By Mark Heinz, Outdoors Reporter
The sharp differences in Wyoming’s and Colorado’s wolf management policies may have meant death for three young female wolves from Colorado’s famed North Park pack, a Colorado wildlife official said.
Three black “sub-adult” females were reported to have been killed legally in Wyoming near the Colorado border earlier this month, Colorado Parks and Wildlife (CWP) spokesman Travis Duncan told Cowboy State Daily.
“CPW does not have a way to confirm that the wolves killed in Wyoming were part of the North Park pack,” he said.
“However, based on information that has been provided to us and proximity to Colorado, we believe it may have been part of the North Park pack,” he added. “It is not uncommon for the North Park pack to travel into and out of Wyoming.”
Colorado Pack Established Itself
Colorado voters in 2020 passed a ballot initiative to have wolves reintroduced to that state by the end of 2023.
However, wolves began moving into Colorado on their own a few years ago. The North Park pack began with a black female wolf that came from Wyoming’s Teton Park area in 2019.

**Provided material:**
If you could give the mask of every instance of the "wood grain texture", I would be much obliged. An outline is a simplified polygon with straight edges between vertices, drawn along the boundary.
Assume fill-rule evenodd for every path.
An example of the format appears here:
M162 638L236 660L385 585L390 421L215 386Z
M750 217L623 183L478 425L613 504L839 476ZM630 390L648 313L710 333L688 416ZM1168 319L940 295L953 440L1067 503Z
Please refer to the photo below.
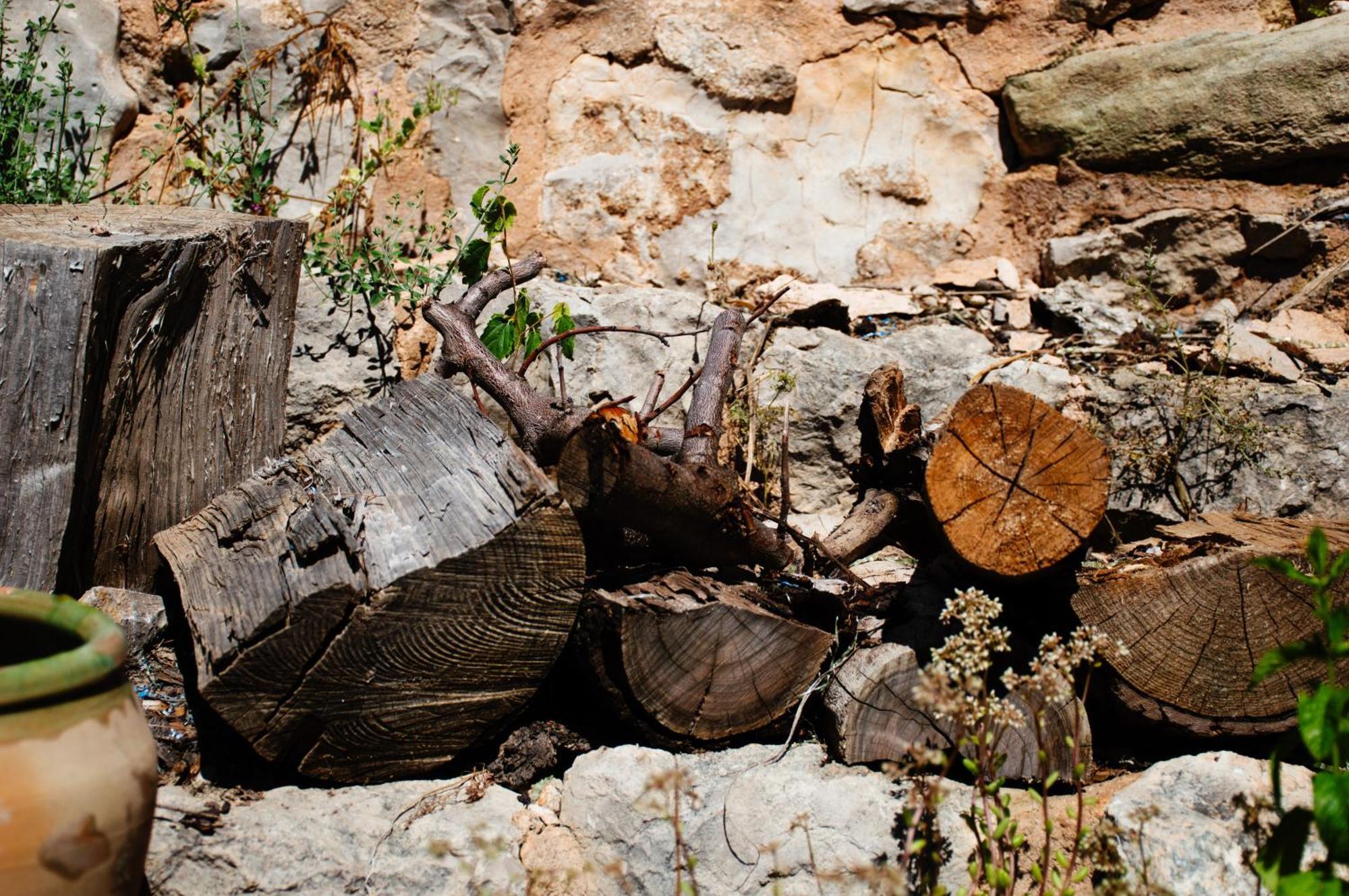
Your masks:
M1089 584L1074 595L1083 622L1129 648L1126 657L1110 661L1120 677L1116 694L1129 710L1203 735L1296 723L1298 691L1321 680L1325 668L1294 663L1253 688L1251 675L1265 650L1306 638L1321 623L1307 588L1251 564L1265 553L1225 551ZM1349 599L1349 586L1341 584L1336 598ZM1349 675L1349 661L1340 668Z
M155 541L202 698L264 758L335 781L426 772L523 706L585 572L550 480L429 376Z
M834 638L770 609L750 582L674 571L592 590L580 627L591 672L661 742L716 742L796 710ZM664 735L664 737L661 737Z
M913 702L919 664L912 648L902 644L862 646L835 671L824 691L823 718L835 756L843 762L898 761L911 746L950 750L956 733L950 722L936 719ZM1025 719L1032 718L1036 698L1012 695L1012 704ZM1078 727L1081 725L1081 729ZM1077 699L1055 703L1044 712L1043 739L1048 760L1041 769L1035 729L1020 725L1008 729L998 742L1006 753L1001 773L1013 780L1039 780L1047 772L1072 773L1072 752L1066 735L1078 731L1079 761L1091 765L1091 726ZM973 750L962 752L971 754Z
M279 453L305 227L0 206L0 576L150 588L151 536Z
M1105 447L1035 395L975 386L951 409L927 495L951 547L1000 576L1040 572L1081 548L1105 515Z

**Activities:**
1/ From the article on the North Park wolves, write out the passage starting at "Colorado Pack Established" and ending at "area in 2019.".
2/ List every year that the article on the North Park wolves mentions.

**Answers to the problems:**
1/
Colorado Pack Established Itself
Colorado voters in 2020 passed a ballot initiative to have wolves reintroduced to that state by the end of 2023.
However, wolves began moving into Colorado on their own a few years ago. The North Park pack began with a black female wolf that came from Wyoming’s Teton Park area in 2019.

2/
2020
2023
2019